**WRITTEN INSTRUCTION**
Copy out the entries starting at the line containing "Exercise. Mark the white gutter" and ending at the line containing "[(305, 47)]", both included, with nothing changed.

___ MATERIAL SUPPLIED ___

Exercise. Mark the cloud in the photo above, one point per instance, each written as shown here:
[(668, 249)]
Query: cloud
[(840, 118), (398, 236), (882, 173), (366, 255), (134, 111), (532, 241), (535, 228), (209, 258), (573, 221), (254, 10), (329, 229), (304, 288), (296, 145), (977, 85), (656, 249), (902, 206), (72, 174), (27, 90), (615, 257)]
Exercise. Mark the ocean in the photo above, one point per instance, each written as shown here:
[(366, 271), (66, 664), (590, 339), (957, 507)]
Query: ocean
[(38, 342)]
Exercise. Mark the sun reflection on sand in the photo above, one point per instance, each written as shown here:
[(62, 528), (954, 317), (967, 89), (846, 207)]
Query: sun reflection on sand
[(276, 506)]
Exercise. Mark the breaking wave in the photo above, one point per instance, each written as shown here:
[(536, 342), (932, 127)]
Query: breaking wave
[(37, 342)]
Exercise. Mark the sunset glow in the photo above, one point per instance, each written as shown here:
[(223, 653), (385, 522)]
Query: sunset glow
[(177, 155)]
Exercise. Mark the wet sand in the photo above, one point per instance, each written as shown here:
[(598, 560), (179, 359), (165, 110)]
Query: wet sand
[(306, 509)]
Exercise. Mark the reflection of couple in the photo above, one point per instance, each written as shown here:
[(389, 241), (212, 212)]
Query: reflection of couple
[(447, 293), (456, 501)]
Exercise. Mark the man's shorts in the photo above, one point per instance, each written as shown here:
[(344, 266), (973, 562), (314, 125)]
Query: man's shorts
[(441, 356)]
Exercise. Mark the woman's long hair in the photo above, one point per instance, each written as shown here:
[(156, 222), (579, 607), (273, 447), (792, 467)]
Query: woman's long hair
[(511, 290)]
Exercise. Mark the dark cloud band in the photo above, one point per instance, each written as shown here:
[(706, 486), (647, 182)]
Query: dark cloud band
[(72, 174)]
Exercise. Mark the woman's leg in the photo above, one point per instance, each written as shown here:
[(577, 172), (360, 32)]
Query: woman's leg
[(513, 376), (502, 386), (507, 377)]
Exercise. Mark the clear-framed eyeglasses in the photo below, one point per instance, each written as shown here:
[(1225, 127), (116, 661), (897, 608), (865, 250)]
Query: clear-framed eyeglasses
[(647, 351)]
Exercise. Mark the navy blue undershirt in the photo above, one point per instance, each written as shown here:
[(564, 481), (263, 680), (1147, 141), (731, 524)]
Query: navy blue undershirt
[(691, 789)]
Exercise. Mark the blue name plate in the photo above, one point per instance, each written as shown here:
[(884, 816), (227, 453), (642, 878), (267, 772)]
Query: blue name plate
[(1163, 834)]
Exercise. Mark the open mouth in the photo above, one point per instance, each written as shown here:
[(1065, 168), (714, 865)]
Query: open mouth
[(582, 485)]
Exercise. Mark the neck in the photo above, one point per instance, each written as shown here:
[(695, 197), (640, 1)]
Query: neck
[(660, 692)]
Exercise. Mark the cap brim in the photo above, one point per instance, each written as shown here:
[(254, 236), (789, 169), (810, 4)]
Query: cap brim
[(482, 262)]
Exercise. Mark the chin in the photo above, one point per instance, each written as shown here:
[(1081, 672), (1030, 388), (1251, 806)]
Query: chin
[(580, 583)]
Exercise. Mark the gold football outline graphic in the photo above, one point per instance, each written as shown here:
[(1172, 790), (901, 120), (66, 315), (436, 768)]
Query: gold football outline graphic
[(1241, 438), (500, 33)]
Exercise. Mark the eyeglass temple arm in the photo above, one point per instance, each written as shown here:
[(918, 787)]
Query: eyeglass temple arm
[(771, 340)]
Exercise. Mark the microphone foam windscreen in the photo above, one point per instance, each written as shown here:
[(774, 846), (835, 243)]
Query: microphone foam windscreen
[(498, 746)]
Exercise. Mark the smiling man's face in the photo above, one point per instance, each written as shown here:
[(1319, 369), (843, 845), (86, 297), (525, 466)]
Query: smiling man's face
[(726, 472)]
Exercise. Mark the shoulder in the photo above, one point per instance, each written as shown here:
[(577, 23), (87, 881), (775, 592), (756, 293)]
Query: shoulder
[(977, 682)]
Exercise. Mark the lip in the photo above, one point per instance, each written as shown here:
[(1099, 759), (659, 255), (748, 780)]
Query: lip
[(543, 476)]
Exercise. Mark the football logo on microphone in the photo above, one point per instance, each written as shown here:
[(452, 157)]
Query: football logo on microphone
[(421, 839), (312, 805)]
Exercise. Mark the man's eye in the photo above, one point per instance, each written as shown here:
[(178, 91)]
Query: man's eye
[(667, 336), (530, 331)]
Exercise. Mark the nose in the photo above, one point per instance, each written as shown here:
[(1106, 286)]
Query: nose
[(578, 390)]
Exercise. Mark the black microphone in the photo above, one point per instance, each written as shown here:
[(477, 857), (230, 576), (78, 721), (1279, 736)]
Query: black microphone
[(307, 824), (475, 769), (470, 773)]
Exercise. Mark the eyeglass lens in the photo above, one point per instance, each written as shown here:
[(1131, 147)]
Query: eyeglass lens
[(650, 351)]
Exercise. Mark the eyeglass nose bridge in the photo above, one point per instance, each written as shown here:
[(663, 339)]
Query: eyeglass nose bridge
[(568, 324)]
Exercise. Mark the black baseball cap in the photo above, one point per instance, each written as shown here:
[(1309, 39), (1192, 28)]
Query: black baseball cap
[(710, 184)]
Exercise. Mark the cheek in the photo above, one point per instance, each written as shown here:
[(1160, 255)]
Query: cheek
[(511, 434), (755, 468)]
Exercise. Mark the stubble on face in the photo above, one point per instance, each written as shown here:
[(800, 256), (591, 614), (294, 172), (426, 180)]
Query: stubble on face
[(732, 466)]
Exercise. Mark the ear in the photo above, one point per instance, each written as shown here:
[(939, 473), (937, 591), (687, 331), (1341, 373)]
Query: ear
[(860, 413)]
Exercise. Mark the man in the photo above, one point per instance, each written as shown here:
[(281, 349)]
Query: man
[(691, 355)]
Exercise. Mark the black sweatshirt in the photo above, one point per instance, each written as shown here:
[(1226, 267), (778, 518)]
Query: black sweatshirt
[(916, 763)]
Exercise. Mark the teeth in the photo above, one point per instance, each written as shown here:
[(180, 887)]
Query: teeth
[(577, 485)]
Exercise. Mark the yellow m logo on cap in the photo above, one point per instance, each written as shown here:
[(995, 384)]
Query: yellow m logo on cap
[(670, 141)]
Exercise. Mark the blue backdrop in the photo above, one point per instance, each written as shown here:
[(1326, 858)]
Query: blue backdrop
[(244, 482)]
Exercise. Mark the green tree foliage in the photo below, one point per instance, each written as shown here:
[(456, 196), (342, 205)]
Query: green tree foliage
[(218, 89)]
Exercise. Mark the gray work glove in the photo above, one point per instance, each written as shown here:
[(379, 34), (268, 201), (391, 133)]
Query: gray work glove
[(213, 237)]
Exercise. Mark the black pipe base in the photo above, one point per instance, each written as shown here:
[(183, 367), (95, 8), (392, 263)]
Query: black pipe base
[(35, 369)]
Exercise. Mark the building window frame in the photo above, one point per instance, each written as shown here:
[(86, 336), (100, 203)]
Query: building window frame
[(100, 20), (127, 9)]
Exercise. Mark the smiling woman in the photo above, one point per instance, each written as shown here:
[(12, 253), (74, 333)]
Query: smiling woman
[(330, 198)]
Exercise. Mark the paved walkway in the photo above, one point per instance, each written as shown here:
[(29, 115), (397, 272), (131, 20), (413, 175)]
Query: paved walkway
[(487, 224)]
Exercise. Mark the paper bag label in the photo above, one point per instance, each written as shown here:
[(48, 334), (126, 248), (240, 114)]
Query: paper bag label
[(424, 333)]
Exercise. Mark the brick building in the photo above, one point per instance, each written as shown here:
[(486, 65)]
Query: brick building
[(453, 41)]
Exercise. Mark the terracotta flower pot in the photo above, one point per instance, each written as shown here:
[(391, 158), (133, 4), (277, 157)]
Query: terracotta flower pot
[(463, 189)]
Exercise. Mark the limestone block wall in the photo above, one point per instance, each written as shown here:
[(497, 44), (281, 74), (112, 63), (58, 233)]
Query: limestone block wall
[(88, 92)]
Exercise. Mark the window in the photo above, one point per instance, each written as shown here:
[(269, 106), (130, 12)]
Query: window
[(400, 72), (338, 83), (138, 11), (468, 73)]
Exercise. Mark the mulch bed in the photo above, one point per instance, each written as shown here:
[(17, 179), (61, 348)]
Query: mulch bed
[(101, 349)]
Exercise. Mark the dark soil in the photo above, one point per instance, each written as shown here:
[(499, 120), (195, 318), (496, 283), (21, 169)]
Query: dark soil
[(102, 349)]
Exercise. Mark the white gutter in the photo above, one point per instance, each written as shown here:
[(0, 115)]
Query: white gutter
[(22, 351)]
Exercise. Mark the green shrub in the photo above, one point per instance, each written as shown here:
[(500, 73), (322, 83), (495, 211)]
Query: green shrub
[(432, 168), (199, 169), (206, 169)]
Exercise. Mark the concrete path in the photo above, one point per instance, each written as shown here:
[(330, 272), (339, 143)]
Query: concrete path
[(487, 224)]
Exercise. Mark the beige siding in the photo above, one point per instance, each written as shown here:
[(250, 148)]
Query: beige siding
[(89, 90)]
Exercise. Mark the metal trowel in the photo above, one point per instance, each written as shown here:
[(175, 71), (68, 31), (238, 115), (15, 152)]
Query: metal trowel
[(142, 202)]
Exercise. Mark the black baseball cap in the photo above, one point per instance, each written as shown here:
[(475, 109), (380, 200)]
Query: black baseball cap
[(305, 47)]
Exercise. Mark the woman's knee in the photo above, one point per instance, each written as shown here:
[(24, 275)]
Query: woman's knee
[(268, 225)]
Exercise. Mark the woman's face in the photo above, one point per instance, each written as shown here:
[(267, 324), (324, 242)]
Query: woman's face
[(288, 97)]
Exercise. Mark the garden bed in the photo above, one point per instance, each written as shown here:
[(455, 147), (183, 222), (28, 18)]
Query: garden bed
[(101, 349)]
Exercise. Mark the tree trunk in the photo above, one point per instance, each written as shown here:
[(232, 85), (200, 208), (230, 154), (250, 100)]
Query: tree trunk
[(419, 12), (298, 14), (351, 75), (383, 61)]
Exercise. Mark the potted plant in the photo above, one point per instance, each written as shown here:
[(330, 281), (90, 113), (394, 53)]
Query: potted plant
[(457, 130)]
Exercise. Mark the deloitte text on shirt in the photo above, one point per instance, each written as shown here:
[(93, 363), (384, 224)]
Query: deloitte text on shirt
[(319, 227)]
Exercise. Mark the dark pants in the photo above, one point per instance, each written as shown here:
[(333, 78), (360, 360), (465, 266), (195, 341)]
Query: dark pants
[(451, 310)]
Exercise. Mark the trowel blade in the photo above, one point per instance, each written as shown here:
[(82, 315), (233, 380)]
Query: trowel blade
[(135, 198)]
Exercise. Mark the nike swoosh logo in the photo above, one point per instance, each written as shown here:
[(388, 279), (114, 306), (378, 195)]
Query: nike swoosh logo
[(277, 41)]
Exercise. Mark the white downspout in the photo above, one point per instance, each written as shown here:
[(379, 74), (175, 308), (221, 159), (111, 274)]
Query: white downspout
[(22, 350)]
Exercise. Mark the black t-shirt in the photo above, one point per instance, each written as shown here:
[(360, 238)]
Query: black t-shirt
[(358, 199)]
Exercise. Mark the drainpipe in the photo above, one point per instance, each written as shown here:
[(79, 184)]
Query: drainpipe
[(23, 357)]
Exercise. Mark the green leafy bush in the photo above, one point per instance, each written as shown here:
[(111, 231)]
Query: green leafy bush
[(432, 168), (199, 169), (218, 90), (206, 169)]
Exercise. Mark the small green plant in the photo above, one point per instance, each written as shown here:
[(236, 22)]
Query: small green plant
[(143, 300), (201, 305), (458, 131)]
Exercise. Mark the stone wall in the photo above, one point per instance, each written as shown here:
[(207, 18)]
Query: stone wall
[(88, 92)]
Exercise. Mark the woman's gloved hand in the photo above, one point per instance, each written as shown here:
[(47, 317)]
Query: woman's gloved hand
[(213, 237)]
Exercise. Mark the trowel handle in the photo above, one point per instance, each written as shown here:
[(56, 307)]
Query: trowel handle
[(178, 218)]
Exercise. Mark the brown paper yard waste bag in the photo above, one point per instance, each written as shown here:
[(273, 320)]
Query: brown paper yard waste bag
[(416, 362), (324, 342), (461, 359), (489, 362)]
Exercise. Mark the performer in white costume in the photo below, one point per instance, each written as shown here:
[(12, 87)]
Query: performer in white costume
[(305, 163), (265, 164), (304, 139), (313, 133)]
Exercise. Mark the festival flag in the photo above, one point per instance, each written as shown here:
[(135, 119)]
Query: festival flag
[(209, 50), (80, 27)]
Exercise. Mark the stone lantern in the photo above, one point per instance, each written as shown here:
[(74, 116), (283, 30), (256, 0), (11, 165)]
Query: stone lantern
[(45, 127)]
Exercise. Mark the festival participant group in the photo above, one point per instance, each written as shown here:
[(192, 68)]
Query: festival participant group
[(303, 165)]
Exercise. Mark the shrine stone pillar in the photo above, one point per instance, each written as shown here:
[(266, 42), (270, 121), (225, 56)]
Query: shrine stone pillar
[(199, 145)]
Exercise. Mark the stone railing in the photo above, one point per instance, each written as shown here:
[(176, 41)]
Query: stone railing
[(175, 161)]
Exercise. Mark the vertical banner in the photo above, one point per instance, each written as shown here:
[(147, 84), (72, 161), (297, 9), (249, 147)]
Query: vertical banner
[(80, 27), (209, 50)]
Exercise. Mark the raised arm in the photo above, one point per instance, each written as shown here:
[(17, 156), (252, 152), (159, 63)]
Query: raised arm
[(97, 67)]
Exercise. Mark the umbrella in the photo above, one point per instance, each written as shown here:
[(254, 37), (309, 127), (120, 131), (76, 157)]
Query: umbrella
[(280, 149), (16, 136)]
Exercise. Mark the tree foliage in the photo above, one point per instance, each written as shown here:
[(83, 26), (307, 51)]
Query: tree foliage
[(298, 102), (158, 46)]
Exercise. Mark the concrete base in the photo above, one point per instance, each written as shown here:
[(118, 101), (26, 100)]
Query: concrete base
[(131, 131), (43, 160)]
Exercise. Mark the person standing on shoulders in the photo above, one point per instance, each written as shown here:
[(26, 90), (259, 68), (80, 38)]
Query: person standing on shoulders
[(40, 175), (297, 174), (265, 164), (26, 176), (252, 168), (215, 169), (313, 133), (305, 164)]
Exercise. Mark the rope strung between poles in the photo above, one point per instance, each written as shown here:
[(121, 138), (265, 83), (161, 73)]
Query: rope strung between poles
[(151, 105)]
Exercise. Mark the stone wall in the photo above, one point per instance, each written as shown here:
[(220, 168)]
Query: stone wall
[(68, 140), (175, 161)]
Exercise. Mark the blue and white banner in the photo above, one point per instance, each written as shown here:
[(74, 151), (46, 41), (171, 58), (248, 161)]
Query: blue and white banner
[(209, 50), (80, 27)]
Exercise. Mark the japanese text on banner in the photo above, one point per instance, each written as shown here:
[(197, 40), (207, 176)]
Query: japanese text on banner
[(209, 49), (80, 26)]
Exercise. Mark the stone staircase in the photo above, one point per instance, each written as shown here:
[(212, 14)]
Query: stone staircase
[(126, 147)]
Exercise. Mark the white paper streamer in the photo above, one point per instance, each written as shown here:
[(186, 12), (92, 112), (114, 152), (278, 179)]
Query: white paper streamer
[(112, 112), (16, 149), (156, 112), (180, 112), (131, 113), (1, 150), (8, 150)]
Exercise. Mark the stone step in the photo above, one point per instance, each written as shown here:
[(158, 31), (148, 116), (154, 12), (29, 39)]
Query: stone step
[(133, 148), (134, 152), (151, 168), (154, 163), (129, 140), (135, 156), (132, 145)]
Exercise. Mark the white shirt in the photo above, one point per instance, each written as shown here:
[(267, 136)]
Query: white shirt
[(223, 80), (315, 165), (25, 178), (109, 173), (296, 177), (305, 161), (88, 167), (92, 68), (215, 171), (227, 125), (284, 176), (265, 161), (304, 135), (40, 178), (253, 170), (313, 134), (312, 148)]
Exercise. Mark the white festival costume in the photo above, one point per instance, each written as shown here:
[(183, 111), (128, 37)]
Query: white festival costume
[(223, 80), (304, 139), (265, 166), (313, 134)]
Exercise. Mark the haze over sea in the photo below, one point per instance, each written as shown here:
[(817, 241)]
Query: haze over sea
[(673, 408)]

___

**SOLUTION TO THE EXERCISE**
Exercise. Mark the white gutter in the photo above, one point per instance, each written as shown here:
[(0, 115)]
Query: white gutter
[(22, 351)]
Exercise. Mark the green shrub in the photo above, one point per instance, each written as shown here:
[(500, 73), (322, 83), (495, 211)]
Query: green shrub
[(432, 168), (199, 169), (206, 169)]
Exercise. Mark the concrete path in the photo above, one point per instance, each written as shown here:
[(330, 272), (339, 143)]
Query: concrete path
[(487, 224)]
Exercise. Mark the beige siding in the photo above, one point per instance, each written as shown here:
[(250, 148)]
Query: beige siding
[(89, 90)]
Exercise. Mark the metal trowel in the photo above, one point per instance, each written as shown here:
[(175, 71), (68, 31), (238, 115), (15, 152)]
Query: metal trowel
[(142, 202)]
Exercise. Mark the black baseball cap in the photo above, one point per instance, each written as shown here:
[(475, 109), (380, 200)]
Query: black baseball cap
[(305, 47)]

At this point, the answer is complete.